** Opening Given passage block **

VENICE, La. — An oil spill that threatened to eclipse even the Exxon Valdez disaster spread out of control with a faint sheen washing ashore along the Gulf Coast on Thursday night as fishermen rushed to scoop up shrimp and crews spread floating barriers around marshes.
The spill was bigger than imagined — five times more than first estimated — and closer. Faint fingers of oily sheen were reaching the Mississippi River delta, lapping at the Louisiana shoreline in long, thin lines. "It is of grave concern," said David Kennedy of the National Oceanic and Atmospheric Administration. "I am frightened. This is a very, very big thing. And the efforts that are going to be required to do anything about it, especially if it continues on, are just mind-boggling."
The slick could become the nation's worst environmental disaster in decades, threatening hundreds of species of fish, birds and other wildlife.
The spill, caused by an explosion on April 20, is estimated to be leaking as many as 210,000 gallons of crude a day. It could continue for weeks.

** Closing Given passage block **
** Opening Records shown block **

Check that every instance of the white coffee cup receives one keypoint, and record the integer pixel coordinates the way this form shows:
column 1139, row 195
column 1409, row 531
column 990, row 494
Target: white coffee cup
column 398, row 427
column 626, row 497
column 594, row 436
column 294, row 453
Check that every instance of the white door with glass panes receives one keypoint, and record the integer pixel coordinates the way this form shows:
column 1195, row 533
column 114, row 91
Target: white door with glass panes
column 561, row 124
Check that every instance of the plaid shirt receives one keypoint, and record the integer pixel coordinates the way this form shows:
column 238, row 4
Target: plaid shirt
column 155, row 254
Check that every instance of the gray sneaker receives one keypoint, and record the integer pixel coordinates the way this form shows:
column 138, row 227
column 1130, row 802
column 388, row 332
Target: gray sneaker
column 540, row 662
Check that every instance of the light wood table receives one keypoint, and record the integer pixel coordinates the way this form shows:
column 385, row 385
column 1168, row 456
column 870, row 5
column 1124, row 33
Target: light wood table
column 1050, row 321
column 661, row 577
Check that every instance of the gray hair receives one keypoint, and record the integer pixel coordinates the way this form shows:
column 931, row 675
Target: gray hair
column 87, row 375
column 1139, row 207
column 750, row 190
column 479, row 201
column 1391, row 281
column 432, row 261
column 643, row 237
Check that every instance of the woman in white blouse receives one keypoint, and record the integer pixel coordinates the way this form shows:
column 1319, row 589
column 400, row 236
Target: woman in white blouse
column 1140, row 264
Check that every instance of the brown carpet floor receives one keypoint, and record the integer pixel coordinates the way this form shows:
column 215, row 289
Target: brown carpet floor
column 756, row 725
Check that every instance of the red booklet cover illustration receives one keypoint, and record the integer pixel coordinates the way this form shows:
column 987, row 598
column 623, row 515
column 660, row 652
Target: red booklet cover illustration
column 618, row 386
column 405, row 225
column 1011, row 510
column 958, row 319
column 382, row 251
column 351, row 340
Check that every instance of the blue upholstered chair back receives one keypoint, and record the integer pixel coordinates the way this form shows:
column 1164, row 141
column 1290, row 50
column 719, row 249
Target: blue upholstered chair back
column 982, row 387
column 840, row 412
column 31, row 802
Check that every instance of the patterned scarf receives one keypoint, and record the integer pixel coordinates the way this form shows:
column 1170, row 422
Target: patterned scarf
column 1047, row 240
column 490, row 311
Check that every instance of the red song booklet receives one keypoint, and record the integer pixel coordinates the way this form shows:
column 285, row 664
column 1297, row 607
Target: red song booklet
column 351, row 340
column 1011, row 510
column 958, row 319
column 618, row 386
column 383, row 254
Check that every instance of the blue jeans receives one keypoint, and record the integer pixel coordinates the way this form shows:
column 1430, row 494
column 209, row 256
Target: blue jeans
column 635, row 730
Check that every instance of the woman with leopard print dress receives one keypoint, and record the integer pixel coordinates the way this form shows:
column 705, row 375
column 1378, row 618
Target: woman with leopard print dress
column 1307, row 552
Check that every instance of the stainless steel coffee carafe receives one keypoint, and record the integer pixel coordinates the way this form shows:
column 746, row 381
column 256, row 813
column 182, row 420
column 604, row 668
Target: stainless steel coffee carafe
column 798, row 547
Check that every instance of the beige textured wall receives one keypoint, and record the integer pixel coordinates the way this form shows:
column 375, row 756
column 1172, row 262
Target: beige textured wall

** Closing Records shown block **

=== Exercise instructions ===
Continue the news report on the Gulf Coast oil spill from the point where it stops.

=== Task result ===
President Barack Obama stepped up federal efforts to help clean up the spill in the Gulf of Mexico, putting the Department of Defense at the ready and dispatching three Cabinet officers to the scene.
Biologists from the state Fish and Wildlife Conservation Commission are scattered around Florida's coast, taking a "before" snapshot so they can better assess any damage should the spill reach here, according to David Palandro, the FWC's scientific support coordinator for oil spills.
They are taking water samples, checking the plankton population, testing the oysters in the Panhandle, Palandro said. "All this is to try to paint a picture of what's, quote unquote, 'normal,' " he explained.
Florida officials can deploy a system of booms to block oil from reaching the portion of the state's coastline that's most at risk, Palandro said, "but we're not sure where to put it yet." The spill is like a hurricane barreling through the gulf, he said: "We have a cone of uncertainty — and it's big."
Projections by NOAA suggest that the slick may reach Pensacola's sugar-white beaches by Sunday or Monday.
The oil that first hits the shore is likely to be "weathered," and thus less toxic, from having been in the gulf for several days, said Doug Helton, NOAA's chief oil spill response expert. But the oil that follows will likely be thicker, and as the spill continues it will be harder to protect the coast.
"We're going to do our best to minimize the damage," he said. "We're not going to prevent it from happening."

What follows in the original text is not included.